#### Prompt:
In the records below, find every line that contains the word "clicks". Copy each such line in full.

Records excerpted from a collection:

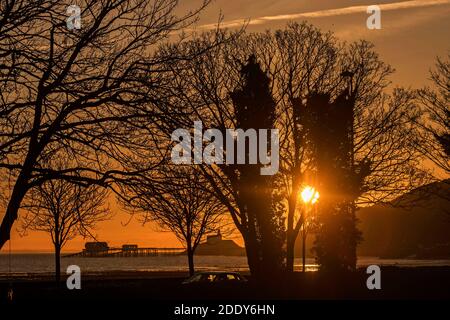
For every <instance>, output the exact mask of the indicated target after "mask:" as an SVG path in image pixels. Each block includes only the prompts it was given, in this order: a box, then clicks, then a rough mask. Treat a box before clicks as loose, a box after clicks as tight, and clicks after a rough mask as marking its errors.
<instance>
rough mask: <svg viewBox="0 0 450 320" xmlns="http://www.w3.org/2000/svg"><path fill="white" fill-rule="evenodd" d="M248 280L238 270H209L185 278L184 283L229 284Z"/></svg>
mask: <svg viewBox="0 0 450 320" xmlns="http://www.w3.org/2000/svg"><path fill="white" fill-rule="evenodd" d="M242 282H247V279H245V278H244V277H243V276H242V275H241V274H239V273H238V272H227V271H208V272H198V273H196V274H194V275H193V276H192V277H189V278H188V279H186V280H184V281H183V282H182V284H184V285H187V284H229V283H242Z"/></svg>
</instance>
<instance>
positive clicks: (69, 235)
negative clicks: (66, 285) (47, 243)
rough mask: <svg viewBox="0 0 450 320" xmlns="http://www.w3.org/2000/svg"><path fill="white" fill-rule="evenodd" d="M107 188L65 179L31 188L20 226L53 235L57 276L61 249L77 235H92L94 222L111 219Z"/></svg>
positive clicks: (55, 262)
mask: <svg viewBox="0 0 450 320" xmlns="http://www.w3.org/2000/svg"><path fill="white" fill-rule="evenodd" d="M107 195H108V193H107V190H106V189H103V188H101V187H99V186H91V187H83V186H80V185H76V184H73V183H71V182H67V181H64V180H48V181H46V182H45V183H43V184H41V185H39V186H36V187H34V188H32V189H31V190H30V191H29V192H28V194H27V196H26V197H25V199H24V201H23V203H22V206H21V208H22V209H24V210H25V213H24V215H23V216H22V219H21V221H22V224H21V229H22V231H23V232H26V231H28V230H33V231H44V232H47V233H49V234H50V236H51V239H52V242H53V245H54V248H55V279H56V282H57V284H59V282H60V280H61V249H62V248H63V247H64V245H65V244H66V243H67V242H68V241H70V240H71V239H73V238H74V237H76V236H78V235H82V236H84V237H87V236H92V231H93V229H94V228H95V225H96V224H97V223H98V222H100V221H104V220H106V219H108V218H109V216H110V211H109V209H108V208H107V207H105V206H104V202H105V200H106V199H107Z"/></svg>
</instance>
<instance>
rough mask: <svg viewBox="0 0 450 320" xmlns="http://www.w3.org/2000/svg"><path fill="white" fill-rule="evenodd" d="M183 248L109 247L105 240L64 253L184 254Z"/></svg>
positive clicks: (122, 256) (112, 253)
mask: <svg viewBox="0 0 450 320" xmlns="http://www.w3.org/2000/svg"><path fill="white" fill-rule="evenodd" d="M184 252H185V249H184V248H139V247H138V246H137V245H123V246H122V247H121V248H110V247H108V245H107V243H106V242H89V243H86V248H85V249H83V251H81V252H78V253H72V254H68V255H65V256H64V258H69V257H86V258H99V257H158V256H176V255H181V254H184Z"/></svg>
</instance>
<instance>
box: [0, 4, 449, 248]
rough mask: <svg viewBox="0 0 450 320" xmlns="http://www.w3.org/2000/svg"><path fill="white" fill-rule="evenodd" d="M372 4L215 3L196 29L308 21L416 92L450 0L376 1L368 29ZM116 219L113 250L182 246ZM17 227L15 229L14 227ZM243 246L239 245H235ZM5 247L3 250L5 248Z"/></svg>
mask: <svg viewBox="0 0 450 320" xmlns="http://www.w3.org/2000/svg"><path fill="white" fill-rule="evenodd" d="M181 3H182V4H181V7H180V10H185V9H186V8H189V7H192V6H193V4H198V3H199V1H198V0H184V1H181ZM372 4H374V3H373V2H372V1H354V0H351V1H350V0H342V1H336V0H321V1H312V0H216V1H214V2H213V3H212V5H211V6H210V7H209V8H208V9H207V10H206V11H205V12H204V14H203V15H202V18H201V20H200V21H199V23H198V26H197V28H198V29H199V30H201V29H204V28H207V27H208V25H209V24H211V23H215V22H216V21H217V18H218V16H219V13H220V12H222V14H223V15H224V25H228V26H235V25H236V23H237V22H240V21H244V20H245V19H249V21H250V25H249V27H248V29H249V30H250V31H261V30H265V29H272V28H280V27H283V26H284V25H285V24H286V23H287V22H288V21H289V20H293V21H302V20H308V21H309V22H311V23H313V24H315V25H317V26H319V27H321V28H322V29H323V30H331V31H333V32H335V33H336V35H337V36H338V37H339V38H340V39H342V40H347V41H353V40H357V39H361V38H364V39H366V40H369V41H371V42H373V43H374V44H375V45H376V48H377V51H378V52H379V53H380V55H381V58H382V60H384V61H385V62H387V63H389V64H391V65H392V66H393V67H394V68H395V69H396V70H397V72H396V73H395V74H394V75H393V76H392V77H391V80H392V81H393V83H394V85H401V86H406V87H413V88H417V87H420V86H423V85H426V84H430V82H429V81H428V70H429V68H430V67H431V66H432V65H433V64H434V59H435V57H436V56H445V55H446V54H447V53H448V51H449V50H450V41H449V39H450V19H449V17H450V0H428V1H425V0H423V1H420V0H416V1H378V2H377V4H378V5H381V7H382V13H381V19H382V29H381V30H368V29H367V28H366V19H367V17H368V16H369V15H368V14H367V13H366V12H365V10H364V7H365V6H367V5H372ZM112 207H113V208H116V209H115V210H114V211H115V212H116V214H115V216H114V218H113V219H112V220H111V221H107V222H104V223H101V224H100V225H99V226H98V228H97V230H96V234H97V236H98V239H99V240H102V241H108V243H109V244H110V245H112V246H116V245H117V246H118V245H121V244H124V243H134V244H138V245H140V246H147V247H173V246H180V244H179V243H178V241H177V240H176V238H175V237H174V236H173V235H172V234H170V233H162V232H157V231H155V228H154V227H152V226H149V225H147V226H141V225H140V224H139V223H138V222H137V221H136V219H132V220H131V221H130V222H129V224H128V225H126V226H124V225H123V224H126V223H127V222H128V220H129V216H128V215H127V214H126V213H123V212H121V211H120V210H119V209H118V208H117V206H114V205H112ZM14 229H15V228H14ZM238 242H241V241H238ZM83 245H84V240H83V239H75V240H73V241H71V242H70V243H68V245H67V246H66V251H74V250H75V251H76V250H80V249H81V248H82V247H83ZM11 247H12V249H13V250H14V251H51V249H52V247H51V242H50V239H49V236H48V235H47V234H45V233H36V232H32V233H29V234H28V236H26V237H20V236H19V235H18V233H17V231H15V230H14V232H13V235H12V242H11ZM7 248H8V245H6V246H5V248H4V249H3V250H2V251H5V250H7Z"/></svg>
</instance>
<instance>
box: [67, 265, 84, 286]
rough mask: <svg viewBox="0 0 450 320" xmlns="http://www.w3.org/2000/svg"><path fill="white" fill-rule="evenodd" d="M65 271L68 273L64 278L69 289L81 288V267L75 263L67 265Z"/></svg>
mask: <svg viewBox="0 0 450 320" xmlns="http://www.w3.org/2000/svg"><path fill="white" fill-rule="evenodd" d="M66 273H67V274H68V275H69V277H67V280H66V286H67V289H69V290H73V289H76V290H80V289H81V269H80V267H79V266H77V265H71V266H68V267H67V271H66Z"/></svg>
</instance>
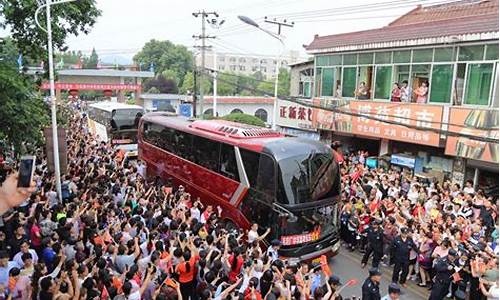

#### Written response:
For every <instance>, output the exact mask of the indicated target after "mask:" as an SVG path in image pixels. Each block includes only the prompts it was given, in this order: a box, then clicks, then a rough mask. Treat a box before clicks as loose, a box after clicks as tight, and clicks after a rough mask as marking its errors.
positive clicks: (69, 235)
negative clicks: (66, 285) (47, 243)
positive clicks: (55, 262)
positive clicks: (122, 256) (112, 253)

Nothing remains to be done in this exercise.